#### [Prompt]
Give the data again in full. Keep every line the same.

#### [The input]
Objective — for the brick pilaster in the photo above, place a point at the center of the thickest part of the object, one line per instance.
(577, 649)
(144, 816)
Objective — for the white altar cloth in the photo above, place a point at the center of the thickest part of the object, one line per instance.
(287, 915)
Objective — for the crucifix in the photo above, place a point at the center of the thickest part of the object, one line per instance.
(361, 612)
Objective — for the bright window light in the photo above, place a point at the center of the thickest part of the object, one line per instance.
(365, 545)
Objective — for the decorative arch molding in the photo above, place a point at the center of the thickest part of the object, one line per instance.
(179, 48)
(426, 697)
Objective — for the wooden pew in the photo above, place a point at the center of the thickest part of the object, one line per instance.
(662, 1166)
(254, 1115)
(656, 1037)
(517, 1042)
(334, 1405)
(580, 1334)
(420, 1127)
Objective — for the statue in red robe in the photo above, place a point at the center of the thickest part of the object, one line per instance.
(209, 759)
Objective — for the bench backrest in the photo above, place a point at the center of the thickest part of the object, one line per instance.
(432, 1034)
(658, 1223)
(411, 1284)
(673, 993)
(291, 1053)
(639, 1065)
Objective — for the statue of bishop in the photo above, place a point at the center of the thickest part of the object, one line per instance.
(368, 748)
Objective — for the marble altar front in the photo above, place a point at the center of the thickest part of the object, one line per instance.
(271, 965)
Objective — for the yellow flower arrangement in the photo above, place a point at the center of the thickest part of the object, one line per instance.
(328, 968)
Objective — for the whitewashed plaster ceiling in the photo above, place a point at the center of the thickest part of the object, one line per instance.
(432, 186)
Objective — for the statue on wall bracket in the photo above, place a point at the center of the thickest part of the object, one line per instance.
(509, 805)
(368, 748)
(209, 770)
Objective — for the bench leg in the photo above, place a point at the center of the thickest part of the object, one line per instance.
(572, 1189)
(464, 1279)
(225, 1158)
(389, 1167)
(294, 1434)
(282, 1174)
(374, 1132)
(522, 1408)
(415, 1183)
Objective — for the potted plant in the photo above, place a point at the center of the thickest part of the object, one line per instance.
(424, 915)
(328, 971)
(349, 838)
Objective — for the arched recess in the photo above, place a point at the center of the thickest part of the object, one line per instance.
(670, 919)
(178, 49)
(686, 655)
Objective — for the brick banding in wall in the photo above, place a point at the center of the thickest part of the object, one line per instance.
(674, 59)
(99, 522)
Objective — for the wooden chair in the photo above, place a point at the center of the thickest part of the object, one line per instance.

#### [Exercise answer]
Objective — for the brick pilaster in the photo above, place a point at the center of the thickest part of the object, one line per instance.
(577, 649)
(144, 816)
Objective — for the white altar cloth in the photo above, place a point at the center of the thickest part of the object, one line per instance.
(287, 915)
Objective — for the crucifix in the photo above, place a point at the center of the thickest part of the object, one line per instance.
(361, 612)
Objective — for the bright window light in the photo above, place a point at the center of the thickest part of the object, one line per instance.
(365, 545)
Objective — for the decorative arch molding in the photo above, place a point at the center of the thickest part of the object, one line per instance.
(179, 48)
(426, 697)
Objective — for the wooden pew in the photo above, place a point at the center of the thickest part of the object, one line per instance.
(662, 1166)
(254, 1115)
(656, 1037)
(517, 1042)
(334, 1405)
(580, 1334)
(420, 1127)
Objective — for the statue in red robe in the photo above, place a point at the center of the thickest part of the object, one line per instance.
(209, 759)
Objective — for the bench backrest in the photo above, place a point at the center of the thickest part of the object, one line per instance.
(432, 1034)
(658, 1223)
(411, 1284)
(673, 993)
(291, 1053)
(639, 1065)
Objective — for the statue of bishop in the photo above, place a point at the center of the thickest part of the object, one line per instance.
(368, 748)
Objective — for the marble altar front in the photo above, place a point at the center of the thickest part of the object, one line per instance.
(271, 965)
Objective — for the yellow flower arrangement in the photo above, place a point at the center of the thickest part of the object, one line per instance.
(328, 968)
Objective — for the whitewashed plaster ceiling in the photo above, place a point at the center of the thickest part of the object, one line per instance.
(432, 186)
Objective — for the statue on wall bracket in the photo above, place a point at the center of the thickest part of the object, one line per instance.
(509, 805)
(368, 748)
(209, 770)
Objective — for the bench leg in the photo above, place a point at the center of the thickest part of the object, one line per instance.
(572, 1189)
(464, 1279)
(225, 1158)
(389, 1167)
(294, 1434)
(282, 1174)
(374, 1132)
(522, 1408)
(415, 1183)
Objective — for the potted plant in the photo above, place a point at the center of the thickest part of the object, one line per instance.
(424, 915)
(328, 971)
(349, 838)
Objective — for the arched recess in the photo above, place a point at the center of the thickest part of the object, one line per instance.
(670, 919)
(178, 49)
(686, 655)
Objective — for the brick banding in wall in the photo above, place a point at the center of the thickest part of the object, one line per instance.
(674, 59)
(99, 522)
Objective — for the wooden chair in the photo above, place a point at the center of the thickest part of the object, one line per instance.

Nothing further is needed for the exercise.